PAGE TEXT:
******
“The less hot air you make and the more tangible you are, the better chance you have at this moment.” – John Berger
I had the unlooked-for opportunity in December to spend three weeks with virtually no exposure to the Internet, due to a family illness. During that time I looked at Facebook once or twice, briefly. Same for the news. I did not respond to many emails.
Obviously, nothing clears one’s head of trivialities like contemplating the mortality of a loved one. Death is the ultimate bullshit detector. But add to that the lack of mental clutter that comes with staying off the Internet, and your third eye gets squeegeed clean in a hurry. What struck me as I emerged from the bubble of crisis (everyone is fine, thankfully) was this: I feel calmer, happier, and more clear-headed than I’ve felt in months, maybe even years. One colleague, a cancer survivor, described this as my “fiercely earned silver lining.”
When you are forced by circumstances such that you simply cannot engage in the Sisyphean ordeal of email, or the daily hysteria over current events, or even pause to consider whether you should click on the words “32 Celebrities Struggle to Describe the Color of Donald Trump’s Hair”—when all of that is excised from your experience, it’s remarkable what happens to your brain.
Clearly, the Internet is making us crazy. Its constant buckshot of juiced trivialities has eroded our ability to distinguish that which is important from that which is not. Just as we’re so burdened with useless material junk that we need self-help books on how to keep the objects that matter and throw the rest away, our minds on the Internet have become infinitely receding vistas stuffed with spinning hamster wheels. If we stop to think about it, we can tell the difference from good and bad information, just as we can tell the difference between good and bad merchandise. But we don’t stop to think. We just click, and fritter away time, and fill our precious gray matter with the President-Elect’s tweet to Meryl Streep after the Golden Globes. (Spoiler alert: you don’t need to know.)
So log off.
******
GIVEN DATA:
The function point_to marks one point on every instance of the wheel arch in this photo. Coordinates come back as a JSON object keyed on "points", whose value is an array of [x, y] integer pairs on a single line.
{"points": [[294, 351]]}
******
TASK INSTRUCTIONS:
Please answer these from the essay on logging off, one a line:
1. How long did the writer go with almost no exposure to the Internet in December?
2. Who called this a "fiercely earned silver lining"?
3. What kind of books does the essay say we need because of our useless material junk?
The material has no connection to the essay on logging off.

OUTPUT OF THE EXERCISE:
1. Three weeks.
2. A colleague who is a cancer survivor.
3. Self-help books on how to keep the objects that matter and throw the rest away.